= EXERCISE =
An exact copy of the lines from the one containing "the white lettering" to the end of the records below is required, and nothing else.
=-=-=-=-=
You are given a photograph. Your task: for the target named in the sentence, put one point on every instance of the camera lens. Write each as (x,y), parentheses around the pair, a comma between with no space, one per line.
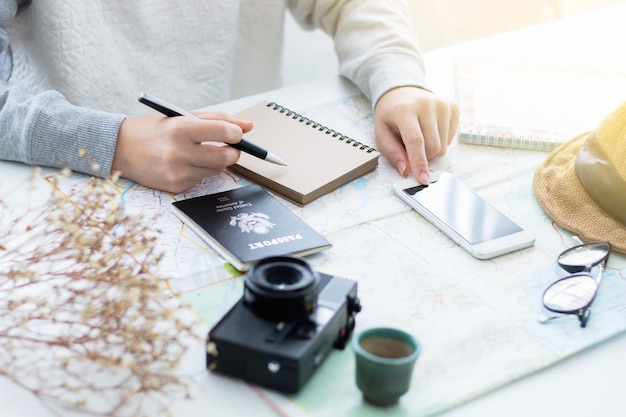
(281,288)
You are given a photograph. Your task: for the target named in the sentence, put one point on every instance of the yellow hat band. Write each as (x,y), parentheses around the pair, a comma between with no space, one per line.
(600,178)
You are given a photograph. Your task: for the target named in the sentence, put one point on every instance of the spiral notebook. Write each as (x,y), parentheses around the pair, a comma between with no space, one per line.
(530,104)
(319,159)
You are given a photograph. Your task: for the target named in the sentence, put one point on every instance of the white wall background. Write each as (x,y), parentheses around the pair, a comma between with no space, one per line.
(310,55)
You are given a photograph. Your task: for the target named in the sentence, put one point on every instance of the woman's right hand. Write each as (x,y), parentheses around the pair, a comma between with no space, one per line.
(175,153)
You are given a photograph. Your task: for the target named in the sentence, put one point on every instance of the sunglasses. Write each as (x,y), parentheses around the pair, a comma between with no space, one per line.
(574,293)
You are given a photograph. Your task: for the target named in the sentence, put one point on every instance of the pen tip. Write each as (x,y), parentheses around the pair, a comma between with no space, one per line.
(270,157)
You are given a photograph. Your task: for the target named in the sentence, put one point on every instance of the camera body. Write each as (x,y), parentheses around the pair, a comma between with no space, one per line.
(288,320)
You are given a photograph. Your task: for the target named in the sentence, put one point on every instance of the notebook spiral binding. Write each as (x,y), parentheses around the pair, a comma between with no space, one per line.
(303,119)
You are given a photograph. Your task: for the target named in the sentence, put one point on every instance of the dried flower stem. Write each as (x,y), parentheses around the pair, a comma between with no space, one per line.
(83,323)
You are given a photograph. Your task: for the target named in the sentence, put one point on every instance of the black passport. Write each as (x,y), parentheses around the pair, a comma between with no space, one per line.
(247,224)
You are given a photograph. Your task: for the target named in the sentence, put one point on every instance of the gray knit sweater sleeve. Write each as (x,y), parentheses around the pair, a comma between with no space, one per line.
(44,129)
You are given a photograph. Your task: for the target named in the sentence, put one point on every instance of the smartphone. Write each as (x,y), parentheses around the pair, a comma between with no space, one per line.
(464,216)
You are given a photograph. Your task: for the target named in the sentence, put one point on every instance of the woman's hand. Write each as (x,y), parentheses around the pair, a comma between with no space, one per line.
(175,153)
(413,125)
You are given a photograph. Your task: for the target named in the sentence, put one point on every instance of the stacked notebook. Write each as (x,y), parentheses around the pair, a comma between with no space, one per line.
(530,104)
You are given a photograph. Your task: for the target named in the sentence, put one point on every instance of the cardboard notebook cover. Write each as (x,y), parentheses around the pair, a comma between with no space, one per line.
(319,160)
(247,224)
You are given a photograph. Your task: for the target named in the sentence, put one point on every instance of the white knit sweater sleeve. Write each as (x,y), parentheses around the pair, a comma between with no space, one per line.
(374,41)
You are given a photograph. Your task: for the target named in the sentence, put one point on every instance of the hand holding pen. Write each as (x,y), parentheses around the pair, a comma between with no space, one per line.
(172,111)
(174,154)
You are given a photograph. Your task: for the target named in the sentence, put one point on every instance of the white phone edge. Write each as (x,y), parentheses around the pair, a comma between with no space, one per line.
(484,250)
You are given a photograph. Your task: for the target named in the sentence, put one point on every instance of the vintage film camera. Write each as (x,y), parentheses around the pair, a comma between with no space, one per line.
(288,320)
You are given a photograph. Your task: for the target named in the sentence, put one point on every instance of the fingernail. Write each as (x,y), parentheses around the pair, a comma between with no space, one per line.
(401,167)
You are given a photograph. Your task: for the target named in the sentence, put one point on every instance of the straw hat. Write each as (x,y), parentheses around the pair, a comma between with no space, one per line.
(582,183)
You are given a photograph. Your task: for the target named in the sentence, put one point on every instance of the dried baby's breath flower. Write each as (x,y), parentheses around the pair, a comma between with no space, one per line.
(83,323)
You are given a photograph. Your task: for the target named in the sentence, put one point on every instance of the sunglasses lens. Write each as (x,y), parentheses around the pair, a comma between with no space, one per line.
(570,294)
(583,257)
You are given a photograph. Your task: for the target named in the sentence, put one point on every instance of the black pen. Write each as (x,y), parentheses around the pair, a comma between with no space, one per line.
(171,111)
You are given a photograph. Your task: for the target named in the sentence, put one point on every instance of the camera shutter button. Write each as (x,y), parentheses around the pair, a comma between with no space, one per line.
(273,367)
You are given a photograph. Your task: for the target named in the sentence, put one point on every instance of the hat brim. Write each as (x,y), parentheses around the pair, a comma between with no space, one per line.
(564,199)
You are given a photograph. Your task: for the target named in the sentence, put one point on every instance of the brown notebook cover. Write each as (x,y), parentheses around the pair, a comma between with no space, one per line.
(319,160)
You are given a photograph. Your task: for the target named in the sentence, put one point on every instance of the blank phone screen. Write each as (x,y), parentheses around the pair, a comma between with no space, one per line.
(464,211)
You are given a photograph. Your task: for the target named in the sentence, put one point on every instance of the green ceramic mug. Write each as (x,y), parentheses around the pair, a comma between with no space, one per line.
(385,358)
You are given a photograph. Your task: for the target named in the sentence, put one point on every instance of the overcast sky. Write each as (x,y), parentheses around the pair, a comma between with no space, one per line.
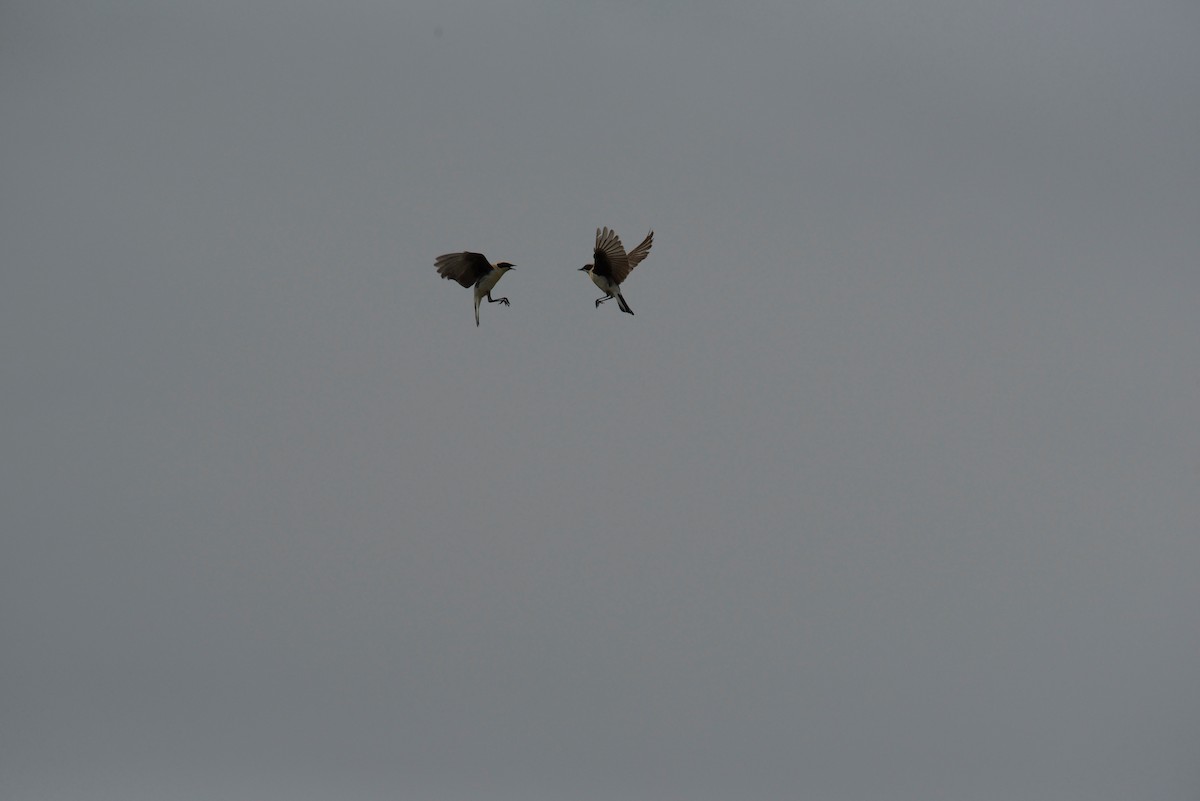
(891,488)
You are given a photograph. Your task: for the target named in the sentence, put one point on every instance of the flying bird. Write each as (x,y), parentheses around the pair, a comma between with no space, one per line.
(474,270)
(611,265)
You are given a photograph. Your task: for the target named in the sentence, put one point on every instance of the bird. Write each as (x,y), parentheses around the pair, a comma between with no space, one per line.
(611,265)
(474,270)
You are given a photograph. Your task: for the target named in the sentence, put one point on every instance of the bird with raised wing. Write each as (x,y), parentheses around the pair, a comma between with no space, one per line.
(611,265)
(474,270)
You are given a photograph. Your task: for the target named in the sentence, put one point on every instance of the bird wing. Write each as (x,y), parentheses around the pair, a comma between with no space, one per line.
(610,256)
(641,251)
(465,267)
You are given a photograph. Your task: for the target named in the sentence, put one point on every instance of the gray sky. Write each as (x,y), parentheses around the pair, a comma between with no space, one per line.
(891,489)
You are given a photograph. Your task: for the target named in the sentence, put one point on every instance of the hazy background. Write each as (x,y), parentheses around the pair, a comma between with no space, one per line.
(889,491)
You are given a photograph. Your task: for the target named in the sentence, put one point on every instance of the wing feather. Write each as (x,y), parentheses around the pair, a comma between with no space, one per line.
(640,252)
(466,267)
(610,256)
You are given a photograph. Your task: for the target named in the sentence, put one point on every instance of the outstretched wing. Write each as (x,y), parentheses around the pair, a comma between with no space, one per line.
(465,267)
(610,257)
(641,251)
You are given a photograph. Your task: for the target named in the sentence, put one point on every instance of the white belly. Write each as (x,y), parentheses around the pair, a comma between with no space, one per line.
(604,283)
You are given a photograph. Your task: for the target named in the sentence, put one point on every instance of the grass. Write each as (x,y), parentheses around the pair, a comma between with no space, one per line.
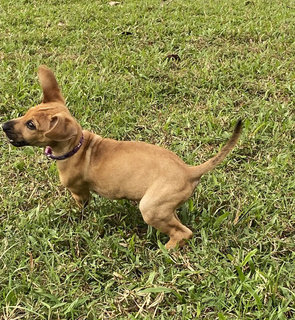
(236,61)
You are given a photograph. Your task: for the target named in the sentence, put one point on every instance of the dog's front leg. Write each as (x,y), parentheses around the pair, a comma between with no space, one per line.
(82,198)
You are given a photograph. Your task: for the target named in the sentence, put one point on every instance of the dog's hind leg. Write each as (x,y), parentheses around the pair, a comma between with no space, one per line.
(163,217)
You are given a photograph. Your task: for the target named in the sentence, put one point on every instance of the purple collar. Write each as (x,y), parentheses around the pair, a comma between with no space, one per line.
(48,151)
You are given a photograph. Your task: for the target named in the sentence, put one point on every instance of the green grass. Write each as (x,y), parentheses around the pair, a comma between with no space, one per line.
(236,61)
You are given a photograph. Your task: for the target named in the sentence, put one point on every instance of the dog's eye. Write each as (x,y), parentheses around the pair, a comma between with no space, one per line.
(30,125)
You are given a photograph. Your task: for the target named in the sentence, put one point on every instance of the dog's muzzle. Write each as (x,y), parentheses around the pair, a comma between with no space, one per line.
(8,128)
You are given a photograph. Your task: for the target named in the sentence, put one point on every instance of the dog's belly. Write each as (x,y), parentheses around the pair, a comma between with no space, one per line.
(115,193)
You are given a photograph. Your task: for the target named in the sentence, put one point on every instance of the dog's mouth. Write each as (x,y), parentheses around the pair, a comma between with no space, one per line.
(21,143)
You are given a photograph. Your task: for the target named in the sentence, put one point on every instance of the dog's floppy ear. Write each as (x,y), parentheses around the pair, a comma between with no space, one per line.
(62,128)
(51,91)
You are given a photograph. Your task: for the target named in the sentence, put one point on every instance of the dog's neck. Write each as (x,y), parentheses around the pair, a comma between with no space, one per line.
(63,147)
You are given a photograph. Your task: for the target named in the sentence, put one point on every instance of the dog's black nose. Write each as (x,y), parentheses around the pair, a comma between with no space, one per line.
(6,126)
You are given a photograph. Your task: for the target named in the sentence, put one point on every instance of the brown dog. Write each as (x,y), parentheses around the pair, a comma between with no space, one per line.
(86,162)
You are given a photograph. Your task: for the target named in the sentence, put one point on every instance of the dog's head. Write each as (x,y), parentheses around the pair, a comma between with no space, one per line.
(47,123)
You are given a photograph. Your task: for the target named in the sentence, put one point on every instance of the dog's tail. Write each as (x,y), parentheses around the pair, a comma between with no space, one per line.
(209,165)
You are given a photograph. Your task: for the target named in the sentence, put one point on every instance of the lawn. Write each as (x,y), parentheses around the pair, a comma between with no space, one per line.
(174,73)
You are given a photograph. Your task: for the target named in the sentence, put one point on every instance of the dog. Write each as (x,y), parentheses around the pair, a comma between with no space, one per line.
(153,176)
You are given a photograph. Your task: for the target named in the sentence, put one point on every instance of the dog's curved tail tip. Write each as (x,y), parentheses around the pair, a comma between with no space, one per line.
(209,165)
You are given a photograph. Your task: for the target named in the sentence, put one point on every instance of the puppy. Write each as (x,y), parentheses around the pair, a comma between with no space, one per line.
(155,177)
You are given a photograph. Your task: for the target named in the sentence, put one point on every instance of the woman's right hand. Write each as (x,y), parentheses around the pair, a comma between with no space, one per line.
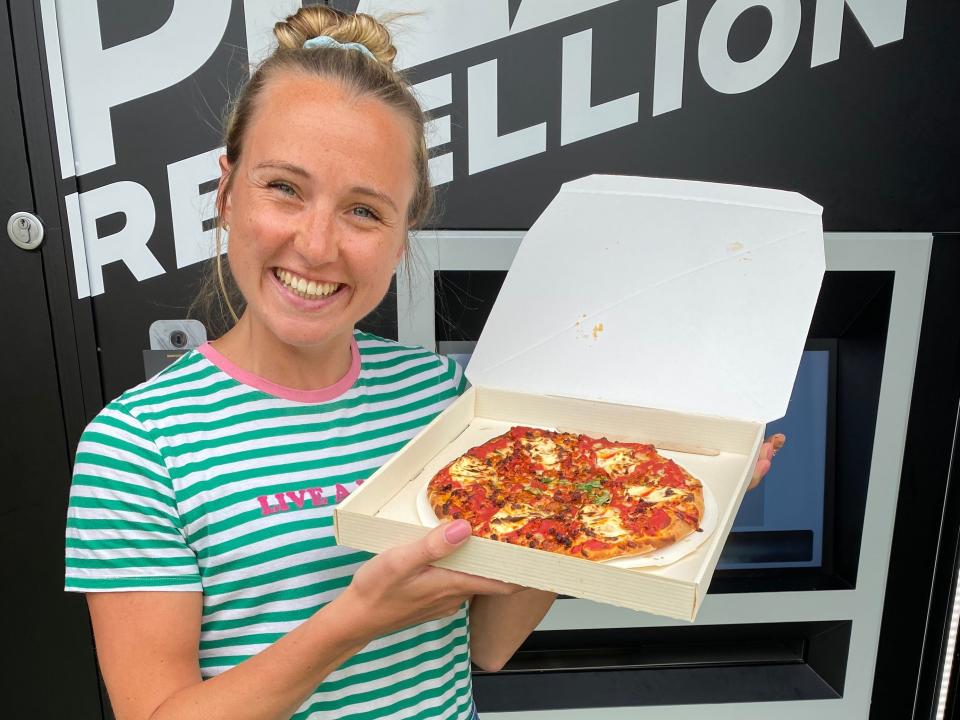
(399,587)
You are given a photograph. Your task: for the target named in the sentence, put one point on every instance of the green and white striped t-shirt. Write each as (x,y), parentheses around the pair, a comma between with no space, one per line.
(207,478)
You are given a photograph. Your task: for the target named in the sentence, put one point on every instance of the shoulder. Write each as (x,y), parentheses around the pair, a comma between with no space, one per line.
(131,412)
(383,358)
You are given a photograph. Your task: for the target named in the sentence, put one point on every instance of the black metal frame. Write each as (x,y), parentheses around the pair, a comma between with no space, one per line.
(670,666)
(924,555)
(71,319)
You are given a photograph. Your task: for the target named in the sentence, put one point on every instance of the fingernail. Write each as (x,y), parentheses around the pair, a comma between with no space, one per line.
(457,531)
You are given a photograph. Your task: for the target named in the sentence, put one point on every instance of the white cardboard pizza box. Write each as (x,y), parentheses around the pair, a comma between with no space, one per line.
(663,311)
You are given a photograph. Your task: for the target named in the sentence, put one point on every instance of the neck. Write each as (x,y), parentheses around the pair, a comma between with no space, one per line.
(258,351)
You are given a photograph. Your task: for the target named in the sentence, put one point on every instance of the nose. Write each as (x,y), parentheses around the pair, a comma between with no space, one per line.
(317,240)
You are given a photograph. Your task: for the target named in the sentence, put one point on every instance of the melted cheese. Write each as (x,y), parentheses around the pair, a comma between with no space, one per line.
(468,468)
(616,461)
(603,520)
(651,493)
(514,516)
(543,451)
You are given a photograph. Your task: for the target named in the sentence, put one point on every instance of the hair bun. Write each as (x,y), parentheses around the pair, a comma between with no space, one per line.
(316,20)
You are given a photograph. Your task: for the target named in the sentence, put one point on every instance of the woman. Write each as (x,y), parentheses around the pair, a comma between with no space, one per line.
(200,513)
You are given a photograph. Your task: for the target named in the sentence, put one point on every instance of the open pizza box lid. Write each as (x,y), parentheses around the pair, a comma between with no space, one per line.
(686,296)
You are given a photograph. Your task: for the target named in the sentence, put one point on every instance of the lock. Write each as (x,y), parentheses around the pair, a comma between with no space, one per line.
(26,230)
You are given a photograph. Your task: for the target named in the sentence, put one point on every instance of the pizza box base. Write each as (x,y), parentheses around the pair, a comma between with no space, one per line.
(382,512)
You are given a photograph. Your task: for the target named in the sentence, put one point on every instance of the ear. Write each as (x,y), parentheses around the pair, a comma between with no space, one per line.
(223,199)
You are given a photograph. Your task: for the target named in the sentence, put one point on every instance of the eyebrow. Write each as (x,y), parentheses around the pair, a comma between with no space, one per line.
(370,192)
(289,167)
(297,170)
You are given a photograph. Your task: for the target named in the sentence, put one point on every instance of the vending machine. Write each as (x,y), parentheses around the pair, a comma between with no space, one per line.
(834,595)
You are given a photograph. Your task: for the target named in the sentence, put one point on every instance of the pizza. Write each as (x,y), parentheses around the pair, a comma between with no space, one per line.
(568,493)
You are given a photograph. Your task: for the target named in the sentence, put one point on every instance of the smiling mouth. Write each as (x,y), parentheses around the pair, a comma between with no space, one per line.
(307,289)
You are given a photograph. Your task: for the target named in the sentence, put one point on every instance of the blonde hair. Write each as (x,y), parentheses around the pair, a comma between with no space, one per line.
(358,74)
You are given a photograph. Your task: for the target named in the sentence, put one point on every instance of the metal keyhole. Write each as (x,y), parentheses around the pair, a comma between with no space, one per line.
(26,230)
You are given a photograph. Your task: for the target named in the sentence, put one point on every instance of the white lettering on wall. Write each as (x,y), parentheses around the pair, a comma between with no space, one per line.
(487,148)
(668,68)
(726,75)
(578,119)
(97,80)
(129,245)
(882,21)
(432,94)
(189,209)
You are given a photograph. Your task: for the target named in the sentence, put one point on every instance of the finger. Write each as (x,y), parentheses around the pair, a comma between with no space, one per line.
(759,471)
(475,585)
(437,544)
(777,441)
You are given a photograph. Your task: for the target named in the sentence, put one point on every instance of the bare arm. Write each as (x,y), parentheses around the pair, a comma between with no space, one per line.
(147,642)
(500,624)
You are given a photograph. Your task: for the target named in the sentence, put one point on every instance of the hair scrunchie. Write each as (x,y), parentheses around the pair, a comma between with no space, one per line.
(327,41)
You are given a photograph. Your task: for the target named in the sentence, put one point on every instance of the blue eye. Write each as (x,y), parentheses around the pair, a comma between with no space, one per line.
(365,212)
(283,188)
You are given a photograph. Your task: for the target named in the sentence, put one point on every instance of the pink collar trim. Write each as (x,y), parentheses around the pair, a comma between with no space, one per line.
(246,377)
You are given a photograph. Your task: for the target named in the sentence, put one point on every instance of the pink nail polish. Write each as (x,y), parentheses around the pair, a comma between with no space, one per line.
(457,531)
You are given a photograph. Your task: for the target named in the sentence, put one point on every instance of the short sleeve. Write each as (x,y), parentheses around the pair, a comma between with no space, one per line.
=-=-=-=-=
= TASK SOLUTION =
You are given a photograph. Your task: for the target named in the sentence, put one point on every instance of the white lettering on wall. Write each as (x,y), parentheses around the pair, a comma between with no space, one per line.
(487,148)
(668,68)
(726,75)
(578,119)
(97,80)
(129,245)
(882,21)
(432,94)
(189,209)
You are given a photograph. Your task: for the target named in the sentence, put one point on every instance of the finger. Write each as (x,y), parentheses around the pair, a comma between with no space, one per line.
(759,471)
(475,585)
(437,544)
(777,441)
You are given a photograph. Your task: for the target named in the sentence, put one point on every instance of the bare arm. Write each as (x,y), parentheses around the pair, a comma between with no space, one per line.
(147,642)
(500,624)
You are given a photograph. Your task: for the target named in the sentence, put one point on every instance of the hair scrunchie. Write each as (x,y), parentheses around the pair, a comma between with no space, one per line.
(327,41)
You are given a photograph. Your task: for the target named in the sentence, put one point on every instance of the blue eye. Write each as (x,y), parentheses around the pair, a comma between with no space, one per line.
(365,212)
(283,188)
You are given a photograph. Your task: for the target named in the sentence, put one point on every instance of the pink collar trim. Write each as (x,y), parentheses around the pair, a comma between with no space, one per line.
(246,377)
You are given a photograph. Your task: for the target named in the sentence, put one point on every instance of the pink nail polish. Write each as (x,y), parentheses around the pair, a comma between with no space, one per line.
(457,531)
You are given a photograph. Your task: for the target named in the sentence, put one point on every instance of the short sleeve. Write each as (x,y), parentheses around the pair, a comma between with no space, one per line.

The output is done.